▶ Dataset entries
++++++

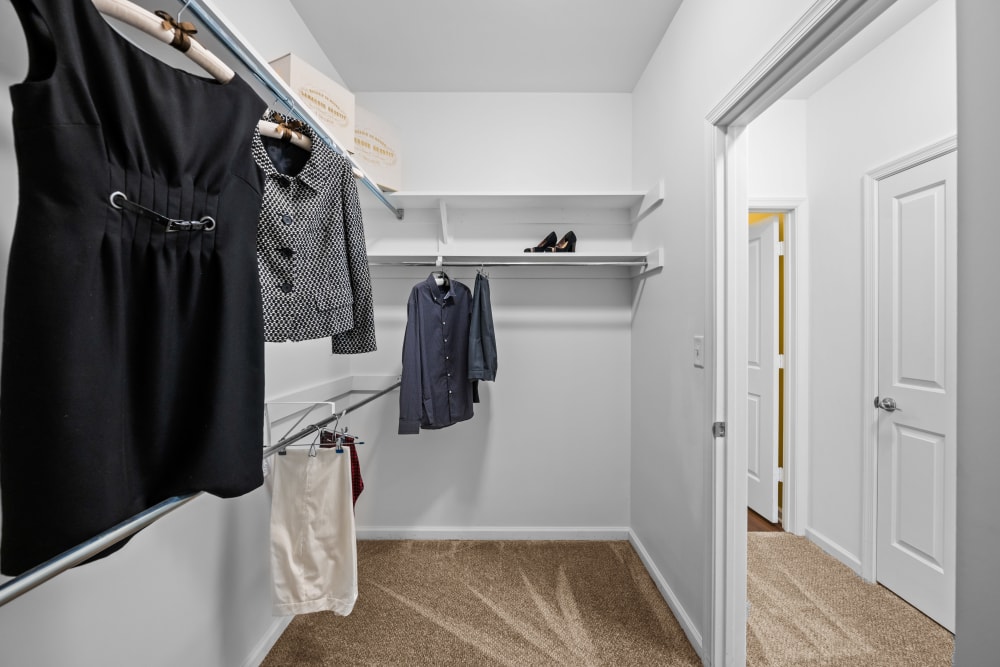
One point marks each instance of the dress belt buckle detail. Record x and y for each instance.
(120, 201)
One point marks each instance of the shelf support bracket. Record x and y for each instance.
(650, 202)
(654, 263)
(443, 207)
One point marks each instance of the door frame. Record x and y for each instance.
(869, 473)
(795, 425)
(825, 27)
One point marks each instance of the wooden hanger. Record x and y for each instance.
(286, 130)
(164, 28)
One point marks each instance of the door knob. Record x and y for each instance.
(887, 404)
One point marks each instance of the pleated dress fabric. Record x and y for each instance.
(132, 356)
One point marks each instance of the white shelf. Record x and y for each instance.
(517, 200)
(644, 262)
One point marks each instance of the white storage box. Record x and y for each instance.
(332, 103)
(377, 151)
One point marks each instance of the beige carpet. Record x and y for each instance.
(493, 603)
(807, 609)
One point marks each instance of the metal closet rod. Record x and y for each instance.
(642, 263)
(39, 574)
(263, 72)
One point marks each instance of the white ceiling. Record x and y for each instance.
(479, 45)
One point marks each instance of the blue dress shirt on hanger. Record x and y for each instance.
(436, 390)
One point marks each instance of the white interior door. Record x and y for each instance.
(762, 370)
(915, 536)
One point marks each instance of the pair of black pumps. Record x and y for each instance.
(549, 244)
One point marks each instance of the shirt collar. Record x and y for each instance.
(318, 169)
(436, 290)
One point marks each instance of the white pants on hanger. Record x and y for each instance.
(314, 555)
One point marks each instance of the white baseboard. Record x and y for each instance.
(491, 533)
(267, 642)
(835, 550)
(675, 606)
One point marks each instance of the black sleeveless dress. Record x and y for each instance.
(133, 348)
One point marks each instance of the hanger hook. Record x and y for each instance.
(183, 9)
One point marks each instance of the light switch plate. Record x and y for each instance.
(699, 351)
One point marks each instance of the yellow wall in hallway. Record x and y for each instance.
(754, 218)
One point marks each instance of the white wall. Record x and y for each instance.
(192, 589)
(897, 99)
(977, 641)
(709, 46)
(776, 146)
(510, 141)
(548, 450)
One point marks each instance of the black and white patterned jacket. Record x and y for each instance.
(311, 254)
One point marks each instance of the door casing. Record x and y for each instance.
(824, 28)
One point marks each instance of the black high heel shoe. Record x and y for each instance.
(566, 244)
(545, 245)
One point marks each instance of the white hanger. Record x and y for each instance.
(153, 25)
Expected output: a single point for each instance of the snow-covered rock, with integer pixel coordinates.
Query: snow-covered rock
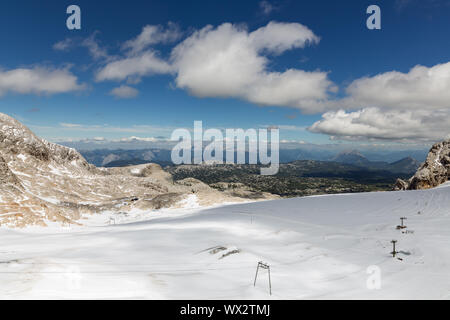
(433, 172)
(42, 181)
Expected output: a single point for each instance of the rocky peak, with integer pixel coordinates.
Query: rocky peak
(433, 172)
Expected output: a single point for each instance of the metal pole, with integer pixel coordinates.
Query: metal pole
(256, 276)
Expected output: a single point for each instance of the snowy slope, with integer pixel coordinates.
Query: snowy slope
(318, 248)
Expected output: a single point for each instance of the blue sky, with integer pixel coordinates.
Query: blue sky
(355, 65)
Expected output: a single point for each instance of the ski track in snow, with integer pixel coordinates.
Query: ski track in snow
(317, 247)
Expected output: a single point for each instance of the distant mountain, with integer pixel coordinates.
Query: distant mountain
(351, 157)
(405, 165)
(433, 172)
(122, 158)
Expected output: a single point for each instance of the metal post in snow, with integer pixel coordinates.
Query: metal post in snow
(267, 267)
(403, 218)
(393, 249)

++++++

▶ Work to be completed
Pull every line containing "pixel" from the data.

▶ Solution to this problem
Expected output: a single point for each instance of the snow-covered rock, with integer pixel coordinates.
Expected output: a single point for each instance of the rocky peak, with integer pixel coordinates.
Expected output: a single point for each instance of the metal pole, with integer pixel coordinates.
Expected output: a single point for each instance of the snowy slope, with integer pixel coordinates.
Expected output: a single point for each instance of the blue sky, with integer pixel coordinates.
Expected output: a single point for each instance of the ski track in snow, with integer pixel coordinates.
Expected output: a single point for each instance of the distant mountain, with integer pixel coordinates.
Expected output: a single point for each instance of the metal post in snow, with integer pixel coordinates.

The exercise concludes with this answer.